# [STUDY QUESTIONS]
a. Translate this sentence from the essay on school reopening into Spanish: "Casinos opened their doors before schools."
b. Continue the essay on school reopening from where it stops.

SOURCE DOCUMENT: Begin

13 Thoughts on "School Reopening"
I struggled to limit myself to just 13.
First, let’s stop calling it “school reopening.” Schools are open. School buildings are closed. If Amazon is open while its employees work remotely, the same is true for schools. Semantics matter.
I’m not sure our society actually cares about public education. Casinos opened their doors before schools. Casinos in Pennsylvania bring in $1.5 billion in tax revenues in a normal year. The first CARES act contained $500 billion for corporations and zero dollars for public schools.
I have been in favor of returning to in-person learning for months — all year, really. I think it can be done safely. I’m also not an expert. The CDC is, and we’re still awaiting their new reopening guidelines. Just last week The White House walked back CDC Director Rochelle Wolensky’s comments that vaccinations weren’t a necessary precursor to returning to in-person learning. That makes it hard to build trust among parents and teachers (and principals!).
School buildings in the UK, which had been open for most of the school year, are now closed with no clear timeline for reopening, all because of the new Covid variants. That makes me want to be vaccinated before we return to in-person learning.
Under the current plan in Philadelphia, my school will open its doors to under 40 K-2 students on February 22nd. Because of the hybrid plan — two days in/two days virtual — we’ll serve about 20 students a day for in-person teaching. We normally serve 180 K-2 students (plus 360 in grades 3-8).
Teachers will once again have to reconfigure their teaching. Now they’ll be teaching in 4 dimensions, engaging the small group of students in front of them while also teaching the majority of students still at home watching them through a document camera.

SOURCE DOCUMENT: End
DATA: Begin

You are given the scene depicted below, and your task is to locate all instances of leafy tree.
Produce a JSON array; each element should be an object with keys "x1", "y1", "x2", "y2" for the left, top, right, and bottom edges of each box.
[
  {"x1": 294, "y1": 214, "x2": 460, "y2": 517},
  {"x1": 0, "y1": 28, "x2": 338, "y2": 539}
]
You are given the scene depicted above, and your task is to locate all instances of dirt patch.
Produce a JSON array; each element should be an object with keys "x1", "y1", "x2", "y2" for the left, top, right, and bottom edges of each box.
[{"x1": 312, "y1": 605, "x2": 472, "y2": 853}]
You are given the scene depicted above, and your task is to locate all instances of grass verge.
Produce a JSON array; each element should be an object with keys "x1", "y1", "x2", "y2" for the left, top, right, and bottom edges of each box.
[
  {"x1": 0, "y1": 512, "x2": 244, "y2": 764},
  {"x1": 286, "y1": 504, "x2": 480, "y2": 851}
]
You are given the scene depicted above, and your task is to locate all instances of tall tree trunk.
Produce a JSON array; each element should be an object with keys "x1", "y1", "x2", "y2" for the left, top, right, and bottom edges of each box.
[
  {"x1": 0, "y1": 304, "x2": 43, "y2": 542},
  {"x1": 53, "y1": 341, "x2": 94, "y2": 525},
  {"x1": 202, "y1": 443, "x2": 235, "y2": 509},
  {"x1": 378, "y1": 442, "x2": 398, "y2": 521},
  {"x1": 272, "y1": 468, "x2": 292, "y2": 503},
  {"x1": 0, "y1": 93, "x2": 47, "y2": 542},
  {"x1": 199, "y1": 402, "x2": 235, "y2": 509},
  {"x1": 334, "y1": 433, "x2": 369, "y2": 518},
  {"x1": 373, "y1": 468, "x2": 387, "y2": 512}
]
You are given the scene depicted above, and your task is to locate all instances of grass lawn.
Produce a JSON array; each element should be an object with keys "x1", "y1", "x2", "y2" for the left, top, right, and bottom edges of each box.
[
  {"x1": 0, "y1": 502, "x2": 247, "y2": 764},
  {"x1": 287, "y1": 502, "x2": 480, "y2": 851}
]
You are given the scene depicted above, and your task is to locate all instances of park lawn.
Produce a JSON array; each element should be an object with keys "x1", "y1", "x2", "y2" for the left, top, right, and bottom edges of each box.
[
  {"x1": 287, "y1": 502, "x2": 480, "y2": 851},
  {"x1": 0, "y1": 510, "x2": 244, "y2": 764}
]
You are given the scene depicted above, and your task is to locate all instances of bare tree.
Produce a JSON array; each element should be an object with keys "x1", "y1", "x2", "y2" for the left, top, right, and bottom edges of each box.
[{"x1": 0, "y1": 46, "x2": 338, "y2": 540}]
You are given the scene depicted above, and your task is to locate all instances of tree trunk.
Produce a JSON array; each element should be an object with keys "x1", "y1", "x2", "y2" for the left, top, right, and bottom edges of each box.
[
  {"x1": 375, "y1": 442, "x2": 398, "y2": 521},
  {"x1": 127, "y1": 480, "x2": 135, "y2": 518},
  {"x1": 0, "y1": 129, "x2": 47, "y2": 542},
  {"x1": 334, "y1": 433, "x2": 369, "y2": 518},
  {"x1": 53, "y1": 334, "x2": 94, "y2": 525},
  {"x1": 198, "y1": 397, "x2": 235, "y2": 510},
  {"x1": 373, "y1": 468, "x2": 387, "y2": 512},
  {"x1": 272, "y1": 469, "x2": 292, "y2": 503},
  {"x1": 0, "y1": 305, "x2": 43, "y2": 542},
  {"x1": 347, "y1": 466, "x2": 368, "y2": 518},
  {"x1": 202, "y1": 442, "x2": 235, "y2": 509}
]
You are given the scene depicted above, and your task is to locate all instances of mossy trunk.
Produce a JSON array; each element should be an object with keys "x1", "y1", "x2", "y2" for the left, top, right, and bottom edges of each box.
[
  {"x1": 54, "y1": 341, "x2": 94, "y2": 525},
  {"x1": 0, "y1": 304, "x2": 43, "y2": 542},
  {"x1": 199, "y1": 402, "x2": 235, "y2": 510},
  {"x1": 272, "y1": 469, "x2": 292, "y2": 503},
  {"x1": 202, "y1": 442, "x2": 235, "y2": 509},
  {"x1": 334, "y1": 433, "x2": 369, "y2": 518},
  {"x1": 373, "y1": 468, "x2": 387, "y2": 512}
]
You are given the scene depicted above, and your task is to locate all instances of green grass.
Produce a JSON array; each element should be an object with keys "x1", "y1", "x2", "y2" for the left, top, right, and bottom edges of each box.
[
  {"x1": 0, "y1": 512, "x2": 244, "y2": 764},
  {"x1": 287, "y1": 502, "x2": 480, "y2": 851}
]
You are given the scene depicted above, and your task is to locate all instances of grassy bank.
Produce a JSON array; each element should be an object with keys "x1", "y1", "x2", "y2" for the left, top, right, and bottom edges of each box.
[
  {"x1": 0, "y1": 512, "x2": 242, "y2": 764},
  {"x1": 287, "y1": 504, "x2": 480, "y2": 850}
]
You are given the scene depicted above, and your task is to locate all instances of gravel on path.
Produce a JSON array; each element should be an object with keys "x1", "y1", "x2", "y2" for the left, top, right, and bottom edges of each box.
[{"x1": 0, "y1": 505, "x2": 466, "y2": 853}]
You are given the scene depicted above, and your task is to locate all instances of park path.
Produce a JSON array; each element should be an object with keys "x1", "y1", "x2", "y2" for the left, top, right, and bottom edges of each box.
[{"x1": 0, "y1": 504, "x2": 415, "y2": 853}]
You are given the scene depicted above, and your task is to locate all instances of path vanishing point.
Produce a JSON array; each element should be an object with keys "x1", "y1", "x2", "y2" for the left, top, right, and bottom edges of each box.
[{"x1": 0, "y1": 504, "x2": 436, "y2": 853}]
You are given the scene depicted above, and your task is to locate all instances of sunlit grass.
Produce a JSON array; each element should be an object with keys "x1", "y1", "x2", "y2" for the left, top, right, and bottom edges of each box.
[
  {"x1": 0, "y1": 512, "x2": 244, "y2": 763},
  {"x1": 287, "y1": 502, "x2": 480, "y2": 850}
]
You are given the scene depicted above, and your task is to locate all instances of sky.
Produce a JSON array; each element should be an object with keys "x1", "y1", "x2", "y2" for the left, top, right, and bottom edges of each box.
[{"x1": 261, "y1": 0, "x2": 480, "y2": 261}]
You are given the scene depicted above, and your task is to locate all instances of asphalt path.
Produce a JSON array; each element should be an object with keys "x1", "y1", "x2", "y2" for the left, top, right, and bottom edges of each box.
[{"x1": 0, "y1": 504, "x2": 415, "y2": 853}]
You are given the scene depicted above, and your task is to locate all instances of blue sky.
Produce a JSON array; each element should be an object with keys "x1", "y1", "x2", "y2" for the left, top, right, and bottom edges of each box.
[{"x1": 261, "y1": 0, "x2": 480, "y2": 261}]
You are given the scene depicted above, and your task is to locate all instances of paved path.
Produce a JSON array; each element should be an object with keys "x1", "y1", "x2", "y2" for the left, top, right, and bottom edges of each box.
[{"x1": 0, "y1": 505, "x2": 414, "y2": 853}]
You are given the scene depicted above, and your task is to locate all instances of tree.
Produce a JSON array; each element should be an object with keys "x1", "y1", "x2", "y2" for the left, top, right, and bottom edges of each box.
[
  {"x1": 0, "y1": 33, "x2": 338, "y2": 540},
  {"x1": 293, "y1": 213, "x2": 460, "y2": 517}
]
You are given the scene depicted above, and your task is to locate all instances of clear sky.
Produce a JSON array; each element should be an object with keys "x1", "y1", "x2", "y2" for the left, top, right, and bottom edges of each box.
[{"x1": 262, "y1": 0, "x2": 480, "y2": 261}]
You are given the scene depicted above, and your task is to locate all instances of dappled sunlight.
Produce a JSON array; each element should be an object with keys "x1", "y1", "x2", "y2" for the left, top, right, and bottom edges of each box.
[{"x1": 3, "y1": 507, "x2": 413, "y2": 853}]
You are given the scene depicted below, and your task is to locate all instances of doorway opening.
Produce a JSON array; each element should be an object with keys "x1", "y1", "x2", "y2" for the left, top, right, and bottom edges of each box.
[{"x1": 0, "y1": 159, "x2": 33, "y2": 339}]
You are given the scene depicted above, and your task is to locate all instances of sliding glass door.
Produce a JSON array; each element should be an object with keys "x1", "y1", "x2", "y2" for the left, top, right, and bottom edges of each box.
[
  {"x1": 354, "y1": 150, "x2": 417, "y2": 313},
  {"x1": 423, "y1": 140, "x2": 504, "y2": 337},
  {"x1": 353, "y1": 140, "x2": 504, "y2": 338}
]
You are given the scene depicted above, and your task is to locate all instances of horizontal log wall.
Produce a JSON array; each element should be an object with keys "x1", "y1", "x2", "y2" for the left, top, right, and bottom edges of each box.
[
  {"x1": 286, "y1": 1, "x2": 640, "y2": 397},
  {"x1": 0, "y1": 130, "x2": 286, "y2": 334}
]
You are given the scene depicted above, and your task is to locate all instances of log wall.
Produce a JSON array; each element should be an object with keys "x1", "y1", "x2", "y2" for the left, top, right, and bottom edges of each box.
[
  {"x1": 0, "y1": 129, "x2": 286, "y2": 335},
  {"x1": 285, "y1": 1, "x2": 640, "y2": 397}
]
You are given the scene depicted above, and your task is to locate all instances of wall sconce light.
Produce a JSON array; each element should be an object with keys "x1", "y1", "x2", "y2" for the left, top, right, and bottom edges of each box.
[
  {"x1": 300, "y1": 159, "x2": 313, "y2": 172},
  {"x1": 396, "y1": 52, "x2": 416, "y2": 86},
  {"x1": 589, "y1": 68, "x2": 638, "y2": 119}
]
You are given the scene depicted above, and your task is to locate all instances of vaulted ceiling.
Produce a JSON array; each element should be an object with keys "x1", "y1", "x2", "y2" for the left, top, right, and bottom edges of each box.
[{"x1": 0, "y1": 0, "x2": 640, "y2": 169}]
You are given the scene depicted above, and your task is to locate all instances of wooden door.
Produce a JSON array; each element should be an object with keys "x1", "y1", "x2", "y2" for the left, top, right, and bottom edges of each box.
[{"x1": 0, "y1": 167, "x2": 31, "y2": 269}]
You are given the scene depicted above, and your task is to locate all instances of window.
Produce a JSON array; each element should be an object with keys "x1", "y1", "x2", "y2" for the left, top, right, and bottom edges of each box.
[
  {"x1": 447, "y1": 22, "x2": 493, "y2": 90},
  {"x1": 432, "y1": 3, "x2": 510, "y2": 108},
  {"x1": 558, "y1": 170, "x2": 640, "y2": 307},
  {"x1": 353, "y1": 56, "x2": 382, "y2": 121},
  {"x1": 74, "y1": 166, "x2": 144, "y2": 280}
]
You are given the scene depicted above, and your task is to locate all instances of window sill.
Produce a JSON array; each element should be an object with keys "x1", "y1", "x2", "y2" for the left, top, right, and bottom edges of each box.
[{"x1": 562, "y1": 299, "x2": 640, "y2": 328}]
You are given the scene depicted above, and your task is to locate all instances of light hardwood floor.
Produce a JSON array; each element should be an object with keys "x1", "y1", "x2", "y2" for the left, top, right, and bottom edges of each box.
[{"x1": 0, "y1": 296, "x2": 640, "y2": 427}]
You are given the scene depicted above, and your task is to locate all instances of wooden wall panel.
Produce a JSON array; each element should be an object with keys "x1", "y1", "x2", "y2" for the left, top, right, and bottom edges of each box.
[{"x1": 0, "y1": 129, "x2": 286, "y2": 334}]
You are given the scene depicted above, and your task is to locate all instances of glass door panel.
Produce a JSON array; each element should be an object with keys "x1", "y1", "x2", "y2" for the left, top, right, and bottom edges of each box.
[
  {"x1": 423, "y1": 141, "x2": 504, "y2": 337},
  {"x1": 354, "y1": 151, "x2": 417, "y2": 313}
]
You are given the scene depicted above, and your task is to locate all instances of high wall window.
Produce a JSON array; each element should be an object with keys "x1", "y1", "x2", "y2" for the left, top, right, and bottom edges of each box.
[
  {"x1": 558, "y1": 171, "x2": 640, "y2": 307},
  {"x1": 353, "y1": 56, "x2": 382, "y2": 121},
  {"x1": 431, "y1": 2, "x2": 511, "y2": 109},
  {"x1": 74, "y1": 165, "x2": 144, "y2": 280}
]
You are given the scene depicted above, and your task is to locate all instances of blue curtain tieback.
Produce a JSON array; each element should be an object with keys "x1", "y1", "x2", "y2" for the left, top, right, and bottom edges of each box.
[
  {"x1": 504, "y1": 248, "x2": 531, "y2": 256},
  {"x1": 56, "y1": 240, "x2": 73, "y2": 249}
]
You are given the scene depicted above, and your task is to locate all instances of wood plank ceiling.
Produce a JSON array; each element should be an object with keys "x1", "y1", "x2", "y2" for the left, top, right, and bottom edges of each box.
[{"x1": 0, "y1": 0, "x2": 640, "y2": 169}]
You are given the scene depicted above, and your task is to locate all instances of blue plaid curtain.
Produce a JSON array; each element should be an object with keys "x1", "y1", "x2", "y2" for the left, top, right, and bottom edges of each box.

DATA: End

# [ANSWERS PER TASK]
a. Los casinos abrieron sus puertas antes que las escuelas.

b.
We should be studying the efficacy of hybrid teaching. Hybrid cars are more efficient, and I’m not sure it’s the same with instruction. I’m skeptical it will be more effective than strict virtual teaching, and I’m working with my teachers to figure out how to most efficiently and effectively teach in the hybrid model. We want to avoid the “at-home” kids just passively watching the teacher in the classroom.
I also recognize a return to in-person learning means more than just academic achievement. Parents, especially women, can return to work. Students get to socialize and build relationships. Those are significant — we’re not a NAEP factory.
Cloaking Inequity, a great education blog, has a good piece on schools and covid.
Secretary of Education Cardona pressured Connecticut schools to stay open throughout the pandemic — they continue to offer in-person learning — so I imagine he’ll try to do the same in his new role.
Teacher unions are not the enemy. Their ranks are filled with committed teachers and their asks are not outrageous. If you enjoyed the Super Bowl yesterday, I will refer you to the agreements the NFL/NBA/MLB/NHL players unions demanded before they returned to work: daily testing, full salaries for shortened seasons, etc. In fact, I wonder if we might have had fewer deaths and more justice if all essential workers banded together. After all, it’s the billionaires who got richer during the pandemic, not the Instacart shoppers or Amazon warehouse workers.
The box fans in Philly schools are…not a great look. They might actually circulate air, but in that sense they’re like Trump using a sharpie to extend the path of Hurricane Dorian. Sharpie-drawn paths don’t inspire public trust or confidence.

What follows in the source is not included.